EXERCISE -
Exact reproduction is required for all entries.

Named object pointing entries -

**********

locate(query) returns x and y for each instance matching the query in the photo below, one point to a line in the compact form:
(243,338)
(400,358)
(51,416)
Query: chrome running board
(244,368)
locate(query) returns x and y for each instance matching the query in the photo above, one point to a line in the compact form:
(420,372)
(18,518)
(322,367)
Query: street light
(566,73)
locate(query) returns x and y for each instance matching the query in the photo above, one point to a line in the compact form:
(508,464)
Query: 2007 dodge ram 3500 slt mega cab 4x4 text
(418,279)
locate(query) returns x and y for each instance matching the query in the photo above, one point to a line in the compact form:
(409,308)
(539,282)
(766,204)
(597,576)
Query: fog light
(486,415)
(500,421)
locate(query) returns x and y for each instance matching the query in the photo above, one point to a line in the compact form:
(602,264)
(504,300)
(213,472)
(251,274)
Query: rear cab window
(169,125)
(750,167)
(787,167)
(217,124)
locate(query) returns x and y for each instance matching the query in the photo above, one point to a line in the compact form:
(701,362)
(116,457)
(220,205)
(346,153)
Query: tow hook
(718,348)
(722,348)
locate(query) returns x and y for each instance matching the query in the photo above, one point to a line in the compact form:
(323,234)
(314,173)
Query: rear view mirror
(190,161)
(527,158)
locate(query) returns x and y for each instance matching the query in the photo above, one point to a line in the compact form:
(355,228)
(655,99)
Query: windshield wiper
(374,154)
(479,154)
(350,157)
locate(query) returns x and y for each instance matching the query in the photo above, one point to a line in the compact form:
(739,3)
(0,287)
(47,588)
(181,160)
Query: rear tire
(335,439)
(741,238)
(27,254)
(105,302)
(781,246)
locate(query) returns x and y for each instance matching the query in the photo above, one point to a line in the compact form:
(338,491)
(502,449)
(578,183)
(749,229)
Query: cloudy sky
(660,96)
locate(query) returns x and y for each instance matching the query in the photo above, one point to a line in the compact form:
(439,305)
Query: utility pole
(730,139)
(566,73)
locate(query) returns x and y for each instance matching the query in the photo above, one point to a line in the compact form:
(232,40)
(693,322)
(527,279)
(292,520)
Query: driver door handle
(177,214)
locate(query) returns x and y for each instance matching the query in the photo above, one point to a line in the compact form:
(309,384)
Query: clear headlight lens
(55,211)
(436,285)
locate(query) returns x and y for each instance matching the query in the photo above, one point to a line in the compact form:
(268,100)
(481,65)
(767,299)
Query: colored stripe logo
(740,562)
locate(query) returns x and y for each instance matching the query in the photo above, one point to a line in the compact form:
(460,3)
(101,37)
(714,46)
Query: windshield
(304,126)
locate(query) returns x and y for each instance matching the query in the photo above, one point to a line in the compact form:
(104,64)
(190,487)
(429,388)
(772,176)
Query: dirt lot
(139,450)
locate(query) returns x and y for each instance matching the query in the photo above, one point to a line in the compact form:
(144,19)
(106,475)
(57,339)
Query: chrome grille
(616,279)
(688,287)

**********

REPLY TO THE TASK -
locate(query) returns x and y for each instance matching the query in the photo below, one point to a line in the compact form:
(243,338)
(400,358)
(51,416)
Query: chrome running board
(244,368)
locate(query) returns x and y for each instance matching the query in the photo above, one point to a line in the compact form:
(420,372)
(18,518)
(322,367)
Query: street light
(566,73)
locate(query) returns x and y for each instance matching the query in the photo above, one point to a line in the compact form:
(508,464)
Query: 2007 dodge ram 3500 slt mega cab 4x4 text
(418,279)
locate(query) returns x and y for each instance matching the query in the photo above, one point to a line in the compact form:
(409,308)
(539,282)
(766,204)
(597,576)
Query: fog light
(486,415)
(500,421)
locate(query) returns x and y for each instance matching the query in the photo above, one point to a line in the compact form:
(602,264)
(504,300)
(213,472)
(251,274)
Query: rear cab window
(169,125)
(750,167)
(787,167)
(217,124)
locate(query) returns x and y for each instance matching the query in the photo above, one point to a line in the compact form:
(701,362)
(116,457)
(220,205)
(346,153)
Query: tow hook
(718,348)
(722,348)
locate(query) returns x and y for each instance matching the query in the photo above, one point to a line in the compact form:
(323,234)
(314,173)
Query: rear view mirror
(190,161)
(527,158)
locate(query) returns x and y for each instance matching the query in the photo above, one point to a line in the compact form:
(355,228)
(655,99)
Query: windshield wiper
(374,154)
(479,154)
(350,157)
locate(query) returns x and y for each instance matching the query in the photo above, one point to a line in the compact form:
(739,3)
(0,287)
(47,588)
(181,160)
Query: rear tire
(335,439)
(741,238)
(27,254)
(105,302)
(781,246)
locate(query) returns x and y for each instance matching the query in the photo above, one point to a line in the compact form:
(338,491)
(502,449)
(578,183)
(749,229)
Query: cloudy sky
(660,96)
locate(query) returns x and y for each instance matching the query in the photo above, one point to a line in the compact form:
(439,305)
Query: utility pole
(730,139)
(566,73)
locate(query) returns x and y for each instance matching the query in the photo above, one point to a line in the compact form:
(232,40)
(693,322)
(527,279)
(292,520)
Query: driver door handle
(177,214)
locate(query) returns x and y for each instance matching the query in the photo above, one point to a line in the compact form:
(309,384)
Query: clear headlight lens
(55,211)
(436,285)
locate(query) returns x and y for each instance matching the query in the photo above, one point to a line in the compact form:
(268,100)
(481,65)
(767,299)
Query: colored stripe logo
(740,562)
locate(query) returns x and y for each instance matching the query in the photo above, one point to a line in the compact form:
(460,3)
(101,37)
(714,46)
Query: windshield
(304,126)
locate(query) returns x and y for each instance matching the query in the photo above, one point to a line in the compact form:
(104,64)
(190,487)
(429,388)
(772,176)
Query: dirt lot
(139,450)
locate(query) returns x and y for each instance matching the query in the photo above, one point to a line in the compact form:
(144,19)
(106,475)
(57,339)
Query: chrome grille
(616,279)
(688,287)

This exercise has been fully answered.